▸ Task inputs:
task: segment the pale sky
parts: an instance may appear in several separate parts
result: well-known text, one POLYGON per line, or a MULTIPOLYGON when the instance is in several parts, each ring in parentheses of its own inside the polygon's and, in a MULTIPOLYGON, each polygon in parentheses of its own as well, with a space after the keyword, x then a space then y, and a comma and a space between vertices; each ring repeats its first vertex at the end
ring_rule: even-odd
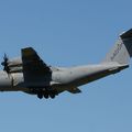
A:
MULTIPOLYGON (((131 0, 1 0, 0 61, 32 46, 53 66, 96 64, 131 28, 131 0)), ((54 100, 1 92, 0 132, 132 132, 131 81, 132 66, 54 100)))

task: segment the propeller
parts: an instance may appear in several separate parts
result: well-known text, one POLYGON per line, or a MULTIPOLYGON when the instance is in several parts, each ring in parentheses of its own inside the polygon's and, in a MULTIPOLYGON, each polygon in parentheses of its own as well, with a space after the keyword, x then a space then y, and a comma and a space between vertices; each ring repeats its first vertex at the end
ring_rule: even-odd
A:
POLYGON ((3 62, 1 63, 1 65, 3 66, 3 70, 6 70, 7 73, 9 73, 8 62, 9 62, 9 58, 8 58, 7 54, 4 53, 3 62))

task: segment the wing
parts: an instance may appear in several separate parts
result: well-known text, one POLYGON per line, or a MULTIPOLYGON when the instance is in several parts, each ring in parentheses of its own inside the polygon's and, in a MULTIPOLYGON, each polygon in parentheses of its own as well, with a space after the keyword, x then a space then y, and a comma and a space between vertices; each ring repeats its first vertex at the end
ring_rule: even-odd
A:
POLYGON ((79 88, 76 88, 76 87, 68 89, 67 91, 69 91, 70 94, 80 94, 81 92, 81 90, 79 88))
POLYGON ((41 77, 51 73, 50 67, 32 47, 21 50, 24 78, 41 77))

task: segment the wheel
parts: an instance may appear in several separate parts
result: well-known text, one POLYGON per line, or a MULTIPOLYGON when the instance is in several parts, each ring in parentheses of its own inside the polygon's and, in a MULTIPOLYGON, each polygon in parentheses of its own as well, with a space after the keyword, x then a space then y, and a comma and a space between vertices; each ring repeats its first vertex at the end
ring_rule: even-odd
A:
POLYGON ((51 97, 52 99, 54 99, 54 98, 55 98, 55 94, 51 94, 50 97, 51 97))
POLYGON ((44 94, 45 99, 48 99, 48 97, 50 97, 48 94, 44 94))
POLYGON ((38 97, 40 99, 42 99, 42 98, 43 98, 43 95, 42 95, 42 94, 37 94, 37 97, 38 97))

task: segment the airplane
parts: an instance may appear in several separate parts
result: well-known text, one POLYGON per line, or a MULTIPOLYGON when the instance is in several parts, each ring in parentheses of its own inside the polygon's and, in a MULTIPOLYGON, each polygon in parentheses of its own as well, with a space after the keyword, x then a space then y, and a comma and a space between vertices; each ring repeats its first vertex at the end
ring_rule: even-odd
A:
POLYGON ((80 94, 79 86, 117 74, 130 65, 132 29, 122 33, 106 58, 95 65, 54 67, 42 61, 32 47, 21 50, 21 57, 4 54, 0 70, 0 91, 23 91, 42 99, 54 99, 64 91, 80 94))

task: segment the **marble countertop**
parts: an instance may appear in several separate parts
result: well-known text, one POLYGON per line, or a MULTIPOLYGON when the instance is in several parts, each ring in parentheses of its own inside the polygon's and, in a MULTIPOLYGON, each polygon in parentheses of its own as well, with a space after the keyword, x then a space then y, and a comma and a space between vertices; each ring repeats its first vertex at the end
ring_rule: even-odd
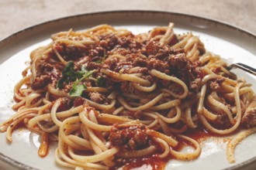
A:
POLYGON ((1 0, 0 40, 68 15, 112 10, 163 10, 220 20, 256 34, 255 0, 1 0))

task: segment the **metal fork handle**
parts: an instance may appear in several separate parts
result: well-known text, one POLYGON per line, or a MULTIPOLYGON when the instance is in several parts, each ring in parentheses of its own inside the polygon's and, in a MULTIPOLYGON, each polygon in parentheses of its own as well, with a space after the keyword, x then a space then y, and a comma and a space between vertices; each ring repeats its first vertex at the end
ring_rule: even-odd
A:
POLYGON ((246 72, 248 72, 249 73, 256 76, 256 69, 252 68, 251 66, 248 66, 247 65, 238 63, 231 64, 230 66, 228 66, 227 67, 227 69, 229 70, 234 68, 238 68, 243 70, 246 72))

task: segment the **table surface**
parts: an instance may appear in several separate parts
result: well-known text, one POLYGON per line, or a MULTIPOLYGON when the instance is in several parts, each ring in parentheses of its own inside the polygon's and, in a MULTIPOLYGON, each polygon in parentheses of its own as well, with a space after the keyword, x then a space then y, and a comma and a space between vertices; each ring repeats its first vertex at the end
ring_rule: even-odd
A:
POLYGON ((217 19, 256 35, 256 0, 0 0, 0 40, 68 15, 112 10, 164 10, 217 19))

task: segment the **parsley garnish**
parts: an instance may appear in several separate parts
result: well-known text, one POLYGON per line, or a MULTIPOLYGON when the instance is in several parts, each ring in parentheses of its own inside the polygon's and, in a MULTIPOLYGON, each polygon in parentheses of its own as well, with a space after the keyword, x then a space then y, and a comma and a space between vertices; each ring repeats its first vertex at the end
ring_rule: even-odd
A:
POLYGON ((101 58, 101 60, 98 60, 95 61, 97 63, 103 63, 106 60, 106 51, 104 50, 103 56, 101 58))
POLYGON ((81 71, 74 71, 74 62, 69 62, 66 65, 62 72, 62 77, 57 81, 57 87, 63 89, 64 83, 69 83, 70 82, 74 81, 69 94, 71 97, 78 97, 81 96, 83 90, 87 88, 85 85, 78 83, 90 76, 95 70, 88 71, 85 67, 82 67, 81 71))
POLYGON ((95 70, 88 71, 81 79, 75 81, 73 84, 73 87, 72 87, 71 91, 69 92, 69 94, 71 97, 81 96, 81 94, 83 93, 83 91, 85 90, 86 90, 87 87, 85 84, 78 84, 78 83, 80 82, 81 82, 82 80, 84 80, 85 79, 89 77, 94 72, 95 72, 95 70))
POLYGON ((99 76, 96 80, 97 86, 104 87, 105 81, 106 80, 103 76, 99 76))

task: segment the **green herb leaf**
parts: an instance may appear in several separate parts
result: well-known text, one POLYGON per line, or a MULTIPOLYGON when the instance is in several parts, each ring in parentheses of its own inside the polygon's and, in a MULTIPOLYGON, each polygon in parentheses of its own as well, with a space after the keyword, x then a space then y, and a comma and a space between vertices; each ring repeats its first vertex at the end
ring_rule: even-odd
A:
POLYGON ((86 86, 84 84, 78 84, 78 85, 74 85, 71 91, 69 92, 69 94, 71 97, 80 97, 83 91, 86 90, 86 86))
POLYGON ((69 94, 71 97, 79 97, 82 94, 83 91, 86 90, 87 87, 84 84, 78 84, 80 82, 84 80, 85 79, 89 77, 95 70, 88 71, 81 78, 74 83, 74 85, 71 90, 69 92, 69 94))
POLYGON ((106 79, 103 76, 99 76, 97 78, 96 83, 99 87, 104 87, 104 83, 106 82, 106 79))
POLYGON ((64 83, 68 83, 71 81, 75 81, 77 79, 76 72, 74 70, 74 62, 69 62, 62 71, 62 77, 57 81, 57 87, 64 88, 64 83))

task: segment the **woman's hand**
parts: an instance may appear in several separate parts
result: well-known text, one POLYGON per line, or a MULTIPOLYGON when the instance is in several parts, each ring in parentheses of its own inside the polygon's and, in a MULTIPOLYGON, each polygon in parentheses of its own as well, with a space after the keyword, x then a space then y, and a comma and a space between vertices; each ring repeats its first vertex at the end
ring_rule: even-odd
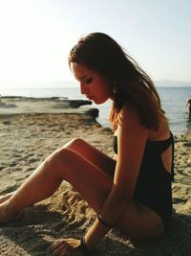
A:
POLYGON ((68 238, 56 241, 51 247, 52 256, 84 256, 80 249, 80 240, 68 238))

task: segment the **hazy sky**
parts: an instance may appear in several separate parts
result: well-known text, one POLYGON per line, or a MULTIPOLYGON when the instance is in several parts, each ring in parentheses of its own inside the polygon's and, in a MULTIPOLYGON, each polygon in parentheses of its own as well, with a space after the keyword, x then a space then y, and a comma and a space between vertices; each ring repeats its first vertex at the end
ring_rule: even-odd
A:
POLYGON ((0 0, 0 86, 72 81, 68 53, 91 32, 155 81, 191 81, 190 0, 0 0))

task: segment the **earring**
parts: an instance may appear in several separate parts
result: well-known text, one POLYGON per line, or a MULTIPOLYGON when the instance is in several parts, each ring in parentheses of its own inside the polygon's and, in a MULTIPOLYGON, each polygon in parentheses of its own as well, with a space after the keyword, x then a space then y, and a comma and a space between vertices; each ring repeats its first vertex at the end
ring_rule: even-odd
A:
POLYGON ((112 92, 113 92, 114 94, 117 94, 117 82, 116 82, 116 81, 115 81, 115 83, 114 83, 112 92))

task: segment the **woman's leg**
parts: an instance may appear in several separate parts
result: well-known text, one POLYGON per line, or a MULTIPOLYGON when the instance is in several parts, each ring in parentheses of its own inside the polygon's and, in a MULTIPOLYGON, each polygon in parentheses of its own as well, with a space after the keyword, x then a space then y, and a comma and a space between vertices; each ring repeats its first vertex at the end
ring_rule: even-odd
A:
MULTIPOLYGON (((110 176, 114 175, 116 161, 109 157, 107 154, 101 152, 94 148, 86 141, 80 138, 75 138, 68 142, 64 149, 70 149, 87 158, 90 162, 100 168, 103 172, 110 176)), ((8 200, 16 191, 0 196, 0 203, 8 200)))
MULTIPOLYGON (((74 139, 71 142, 69 142, 67 145, 63 147, 64 149, 70 149, 71 151, 75 151, 81 153, 82 156, 87 157, 90 159, 90 162, 92 161, 93 164, 97 164, 100 168, 103 168, 103 170, 112 175, 114 174, 116 162, 110 158, 108 155, 104 154, 103 152, 97 151, 82 139, 74 139)), ((67 177, 55 177, 54 179, 52 179, 49 181, 48 177, 46 179, 43 179, 42 174, 44 173, 43 170, 46 170, 46 173, 51 173, 52 171, 49 171, 50 169, 56 169, 62 168, 62 165, 66 166, 66 161, 63 159, 60 159, 60 151, 62 150, 56 151, 53 152, 50 157, 48 157, 44 163, 25 181, 25 183, 18 189, 18 193, 12 192, 6 196, 2 196, 1 198, 1 203, 11 198, 7 203, 4 203, 1 205, 0 208, 0 221, 3 221, 3 216, 2 216, 2 209, 3 206, 6 206, 6 209, 8 211, 4 211, 4 216, 9 215, 9 212, 12 212, 12 206, 13 209, 16 210, 14 213, 15 219, 17 219, 17 212, 19 212, 21 209, 31 206, 32 203, 42 200, 49 196, 52 196, 53 192, 56 190, 56 188, 61 183, 62 179, 67 180, 67 177), (59 157, 58 157, 59 155, 59 157), (61 160, 61 161, 60 161, 61 160), (49 163, 49 164, 48 164, 49 163), (56 167, 53 167, 53 165, 55 165, 56 167), (43 190, 39 189, 40 186, 43 187, 43 190), (23 189, 25 188, 25 190, 23 189), (27 192, 26 192, 27 190, 27 192), (14 195, 16 194, 17 203, 14 203, 14 195), (27 195, 27 197, 24 197, 24 194, 27 195), (20 199, 19 199, 20 196, 20 199), (24 198, 26 198, 26 199, 24 198), (8 207, 10 205, 10 202, 11 203, 11 207, 8 207)), ((49 176, 49 175, 48 175, 49 176)), ((5 208, 5 207, 4 207, 5 208)), ((11 213, 11 220, 14 219, 14 215, 11 213)), ((4 218, 5 221, 9 221, 8 218, 4 218)))
MULTIPOLYGON (((112 177, 101 169, 74 151, 61 149, 48 157, 10 202, 20 211, 52 195, 63 179, 69 181, 96 212, 100 211, 113 186, 112 177)), ((147 239, 162 232, 162 221, 149 208, 131 201, 116 227, 131 238, 147 239)))

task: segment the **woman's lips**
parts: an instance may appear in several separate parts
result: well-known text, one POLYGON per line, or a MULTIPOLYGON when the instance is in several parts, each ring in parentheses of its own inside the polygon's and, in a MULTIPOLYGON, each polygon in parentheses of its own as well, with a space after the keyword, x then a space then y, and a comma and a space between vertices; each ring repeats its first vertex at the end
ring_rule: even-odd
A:
POLYGON ((86 97, 87 97, 89 100, 93 100, 93 99, 94 99, 94 97, 91 96, 91 95, 86 95, 86 97))

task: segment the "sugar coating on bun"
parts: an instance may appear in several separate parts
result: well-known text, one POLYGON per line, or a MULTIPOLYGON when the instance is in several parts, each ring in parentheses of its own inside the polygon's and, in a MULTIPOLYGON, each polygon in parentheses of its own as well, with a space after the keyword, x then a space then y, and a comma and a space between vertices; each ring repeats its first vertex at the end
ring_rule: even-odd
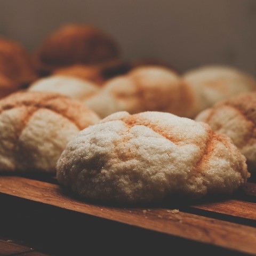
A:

▸ Written request:
Arrange the data as a two-column CSV with columns named task and answer, beginning at the start of the data and stopping after the line that contains "MULTIPOLYGON (((131 0, 1". Give one row for each task and its answer, put each field in quotation marks with line breaks turned into spaces, and leave the pictures out.

▸ Written solution:
task,answer
"task: segment the pale sky parts: an instance may appear in several separate parts result: well-known text, one POLYGON per line, or a MULTIPOLYGON when the instance is in several parts, each ring in parentheses of its own inside the polygon's and, in a MULTIPOLYGON, each polygon in parentheses of its own as well, with a space after the keyword, x then a space then y, and a comma and a space between vertices; each ring repeats its first vertex at the end ring_rule: even-odd A:","MULTIPOLYGON (((131 0, 1 0, 0 61, 32 46, 53 66, 96 64, 131 28, 131 0)), ((54 100, 1 92, 0 132, 132 132, 131 81, 132 66, 54 100)))"